##### Data lines

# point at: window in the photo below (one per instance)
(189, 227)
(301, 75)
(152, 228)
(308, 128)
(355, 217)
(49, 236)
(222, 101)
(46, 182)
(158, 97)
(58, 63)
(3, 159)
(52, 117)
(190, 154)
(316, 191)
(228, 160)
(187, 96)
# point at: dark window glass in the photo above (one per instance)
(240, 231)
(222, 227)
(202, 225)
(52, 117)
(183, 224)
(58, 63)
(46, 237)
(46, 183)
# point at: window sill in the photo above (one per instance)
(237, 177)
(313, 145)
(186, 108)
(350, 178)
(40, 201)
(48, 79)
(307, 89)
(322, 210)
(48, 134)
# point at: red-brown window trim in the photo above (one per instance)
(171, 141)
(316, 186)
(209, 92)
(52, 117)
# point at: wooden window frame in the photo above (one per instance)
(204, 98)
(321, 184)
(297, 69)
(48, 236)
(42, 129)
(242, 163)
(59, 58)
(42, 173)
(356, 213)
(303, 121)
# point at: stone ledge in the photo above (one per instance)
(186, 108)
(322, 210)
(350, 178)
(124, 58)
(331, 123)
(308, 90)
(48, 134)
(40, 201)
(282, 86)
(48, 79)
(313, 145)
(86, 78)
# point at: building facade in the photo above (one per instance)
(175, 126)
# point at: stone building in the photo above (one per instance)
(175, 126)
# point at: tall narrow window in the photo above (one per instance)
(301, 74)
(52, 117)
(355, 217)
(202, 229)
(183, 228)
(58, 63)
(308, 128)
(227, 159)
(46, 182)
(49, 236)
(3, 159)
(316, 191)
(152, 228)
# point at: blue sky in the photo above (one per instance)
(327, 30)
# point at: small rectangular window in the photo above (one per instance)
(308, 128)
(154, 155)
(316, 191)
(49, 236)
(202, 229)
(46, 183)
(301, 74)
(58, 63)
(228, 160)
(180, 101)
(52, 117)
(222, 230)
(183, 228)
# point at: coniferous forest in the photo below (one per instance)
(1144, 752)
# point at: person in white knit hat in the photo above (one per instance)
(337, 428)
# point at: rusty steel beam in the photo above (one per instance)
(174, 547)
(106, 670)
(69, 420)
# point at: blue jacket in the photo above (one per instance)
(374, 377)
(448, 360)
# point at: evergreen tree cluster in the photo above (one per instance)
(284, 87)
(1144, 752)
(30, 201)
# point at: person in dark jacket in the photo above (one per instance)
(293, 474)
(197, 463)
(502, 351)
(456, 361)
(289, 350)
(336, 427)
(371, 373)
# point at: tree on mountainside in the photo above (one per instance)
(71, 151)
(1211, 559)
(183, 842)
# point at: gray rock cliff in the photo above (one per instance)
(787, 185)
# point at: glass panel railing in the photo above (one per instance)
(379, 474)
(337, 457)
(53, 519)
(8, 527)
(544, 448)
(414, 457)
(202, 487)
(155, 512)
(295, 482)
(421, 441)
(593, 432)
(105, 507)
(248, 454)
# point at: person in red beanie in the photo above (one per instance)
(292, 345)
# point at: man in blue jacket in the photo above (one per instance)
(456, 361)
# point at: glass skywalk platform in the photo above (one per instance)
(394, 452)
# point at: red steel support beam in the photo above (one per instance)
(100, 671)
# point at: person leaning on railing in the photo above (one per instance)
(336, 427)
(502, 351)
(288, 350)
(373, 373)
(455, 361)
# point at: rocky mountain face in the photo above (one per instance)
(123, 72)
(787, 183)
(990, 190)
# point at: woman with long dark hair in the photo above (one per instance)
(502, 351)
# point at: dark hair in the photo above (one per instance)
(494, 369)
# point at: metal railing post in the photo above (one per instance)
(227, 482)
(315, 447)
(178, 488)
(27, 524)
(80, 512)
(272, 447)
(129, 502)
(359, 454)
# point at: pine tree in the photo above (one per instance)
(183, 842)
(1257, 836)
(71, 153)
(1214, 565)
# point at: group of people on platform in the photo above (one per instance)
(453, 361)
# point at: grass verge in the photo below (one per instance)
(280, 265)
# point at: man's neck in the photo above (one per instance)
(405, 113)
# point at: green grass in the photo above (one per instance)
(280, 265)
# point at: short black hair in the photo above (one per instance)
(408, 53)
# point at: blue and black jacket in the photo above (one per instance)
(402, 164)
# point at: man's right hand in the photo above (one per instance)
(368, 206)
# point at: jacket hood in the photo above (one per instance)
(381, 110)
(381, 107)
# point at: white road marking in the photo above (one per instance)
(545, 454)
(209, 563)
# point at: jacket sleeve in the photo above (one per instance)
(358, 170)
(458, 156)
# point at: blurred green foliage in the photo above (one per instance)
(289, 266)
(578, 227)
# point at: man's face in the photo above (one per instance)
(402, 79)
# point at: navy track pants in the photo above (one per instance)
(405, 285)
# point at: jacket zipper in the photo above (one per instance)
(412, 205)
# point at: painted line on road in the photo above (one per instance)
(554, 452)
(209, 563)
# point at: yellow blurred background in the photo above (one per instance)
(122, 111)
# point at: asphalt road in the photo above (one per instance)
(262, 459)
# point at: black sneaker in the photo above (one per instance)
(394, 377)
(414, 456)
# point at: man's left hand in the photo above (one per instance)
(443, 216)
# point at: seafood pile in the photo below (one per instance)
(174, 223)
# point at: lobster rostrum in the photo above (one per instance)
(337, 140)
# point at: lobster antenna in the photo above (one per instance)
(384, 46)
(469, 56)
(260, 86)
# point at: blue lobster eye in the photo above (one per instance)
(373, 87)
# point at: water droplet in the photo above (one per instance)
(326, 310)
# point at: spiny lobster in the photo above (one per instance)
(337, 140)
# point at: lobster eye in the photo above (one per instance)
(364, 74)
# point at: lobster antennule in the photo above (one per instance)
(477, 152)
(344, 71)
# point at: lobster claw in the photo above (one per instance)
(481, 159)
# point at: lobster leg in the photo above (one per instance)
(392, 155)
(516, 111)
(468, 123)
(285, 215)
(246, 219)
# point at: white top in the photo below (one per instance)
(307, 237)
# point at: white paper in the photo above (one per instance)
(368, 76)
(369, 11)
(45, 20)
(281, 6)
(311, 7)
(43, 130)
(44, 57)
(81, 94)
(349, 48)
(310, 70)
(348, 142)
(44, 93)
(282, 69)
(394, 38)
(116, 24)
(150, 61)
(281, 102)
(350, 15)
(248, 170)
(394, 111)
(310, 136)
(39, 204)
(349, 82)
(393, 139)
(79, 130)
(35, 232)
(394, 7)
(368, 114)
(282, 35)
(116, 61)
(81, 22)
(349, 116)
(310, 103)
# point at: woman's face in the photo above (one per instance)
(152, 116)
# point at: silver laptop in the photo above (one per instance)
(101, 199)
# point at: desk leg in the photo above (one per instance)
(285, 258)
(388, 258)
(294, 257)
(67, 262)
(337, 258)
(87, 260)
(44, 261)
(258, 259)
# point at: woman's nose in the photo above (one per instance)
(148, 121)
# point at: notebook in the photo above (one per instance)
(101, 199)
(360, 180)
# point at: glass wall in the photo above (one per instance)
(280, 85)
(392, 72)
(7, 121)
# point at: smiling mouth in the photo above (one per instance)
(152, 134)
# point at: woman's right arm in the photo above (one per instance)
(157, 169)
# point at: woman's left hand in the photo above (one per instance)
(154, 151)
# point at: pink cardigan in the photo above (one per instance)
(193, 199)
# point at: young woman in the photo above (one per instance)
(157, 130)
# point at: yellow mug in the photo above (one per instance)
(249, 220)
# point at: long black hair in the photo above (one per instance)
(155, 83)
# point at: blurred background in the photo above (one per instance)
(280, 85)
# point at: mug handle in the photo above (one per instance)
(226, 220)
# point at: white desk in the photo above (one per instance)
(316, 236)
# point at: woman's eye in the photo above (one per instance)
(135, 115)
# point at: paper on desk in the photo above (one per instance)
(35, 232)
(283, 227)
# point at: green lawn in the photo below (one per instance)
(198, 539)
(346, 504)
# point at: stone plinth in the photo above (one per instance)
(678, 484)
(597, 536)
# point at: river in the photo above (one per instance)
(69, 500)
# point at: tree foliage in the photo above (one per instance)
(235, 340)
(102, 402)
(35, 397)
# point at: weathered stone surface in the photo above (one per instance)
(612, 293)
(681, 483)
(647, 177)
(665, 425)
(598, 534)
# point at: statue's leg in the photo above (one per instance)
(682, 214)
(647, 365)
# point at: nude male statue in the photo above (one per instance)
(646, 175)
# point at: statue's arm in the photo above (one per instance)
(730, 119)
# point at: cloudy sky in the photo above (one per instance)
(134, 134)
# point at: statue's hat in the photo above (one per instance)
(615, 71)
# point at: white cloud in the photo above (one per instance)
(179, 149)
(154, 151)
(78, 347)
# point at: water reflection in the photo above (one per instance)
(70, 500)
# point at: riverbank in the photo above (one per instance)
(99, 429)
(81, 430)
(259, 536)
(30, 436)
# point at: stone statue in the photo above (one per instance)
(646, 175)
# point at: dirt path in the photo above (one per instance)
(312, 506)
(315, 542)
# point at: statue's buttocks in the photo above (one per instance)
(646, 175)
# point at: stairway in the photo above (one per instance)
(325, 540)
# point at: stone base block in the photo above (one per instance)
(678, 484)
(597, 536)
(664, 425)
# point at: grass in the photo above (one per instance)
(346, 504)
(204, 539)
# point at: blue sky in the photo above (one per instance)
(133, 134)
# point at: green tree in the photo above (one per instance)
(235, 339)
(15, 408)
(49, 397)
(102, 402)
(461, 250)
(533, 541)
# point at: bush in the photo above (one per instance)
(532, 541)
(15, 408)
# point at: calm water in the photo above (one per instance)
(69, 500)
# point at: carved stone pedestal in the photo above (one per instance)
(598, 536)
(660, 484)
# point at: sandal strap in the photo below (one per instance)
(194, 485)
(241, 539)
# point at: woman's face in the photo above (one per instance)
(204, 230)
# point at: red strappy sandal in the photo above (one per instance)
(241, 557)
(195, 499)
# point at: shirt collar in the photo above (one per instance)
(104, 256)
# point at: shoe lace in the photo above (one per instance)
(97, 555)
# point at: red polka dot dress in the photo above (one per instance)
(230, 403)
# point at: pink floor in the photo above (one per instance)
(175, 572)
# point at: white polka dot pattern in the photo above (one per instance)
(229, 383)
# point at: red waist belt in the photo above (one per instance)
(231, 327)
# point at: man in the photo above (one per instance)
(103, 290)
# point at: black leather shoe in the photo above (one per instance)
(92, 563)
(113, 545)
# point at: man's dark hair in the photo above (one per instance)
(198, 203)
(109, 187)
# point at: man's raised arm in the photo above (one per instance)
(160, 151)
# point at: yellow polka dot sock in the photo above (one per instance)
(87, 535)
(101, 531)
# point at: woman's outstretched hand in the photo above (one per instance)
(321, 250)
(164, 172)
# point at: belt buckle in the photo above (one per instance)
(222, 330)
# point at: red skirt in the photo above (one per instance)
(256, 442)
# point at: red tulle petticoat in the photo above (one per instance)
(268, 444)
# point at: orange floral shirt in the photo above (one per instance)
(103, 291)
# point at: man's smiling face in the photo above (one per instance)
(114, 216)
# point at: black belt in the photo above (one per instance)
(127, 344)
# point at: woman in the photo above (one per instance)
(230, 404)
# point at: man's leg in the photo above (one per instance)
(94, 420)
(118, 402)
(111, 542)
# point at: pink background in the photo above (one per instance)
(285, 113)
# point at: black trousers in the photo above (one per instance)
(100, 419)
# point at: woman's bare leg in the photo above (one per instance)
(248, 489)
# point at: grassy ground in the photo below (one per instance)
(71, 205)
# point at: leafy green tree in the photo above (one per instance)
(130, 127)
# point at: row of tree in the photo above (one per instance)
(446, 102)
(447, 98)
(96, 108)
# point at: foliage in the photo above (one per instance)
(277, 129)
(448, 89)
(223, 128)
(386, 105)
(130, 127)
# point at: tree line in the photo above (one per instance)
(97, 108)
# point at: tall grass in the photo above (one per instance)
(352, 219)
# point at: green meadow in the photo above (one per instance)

##########

(Task):
Put the lines of the entries above into a numbered list, leaving out blank lines, starting with the line containing "# point at: foliage" and going on through the last line of the entries. Include both of those lines and nothing outside that span.

(Task answer):
1. # point at: foliage in the photo above (one per instance)
2. (277, 129)
3. (448, 89)
4. (223, 128)
5. (386, 105)
6. (130, 127)
7. # point at: tree line in the photo above (one per instance)
8. (97, 108)
9. # point at: tall grass in the photo above (one per instance)
10. (352, 219)
11. # point at: green meadow in the photo above (one per instance)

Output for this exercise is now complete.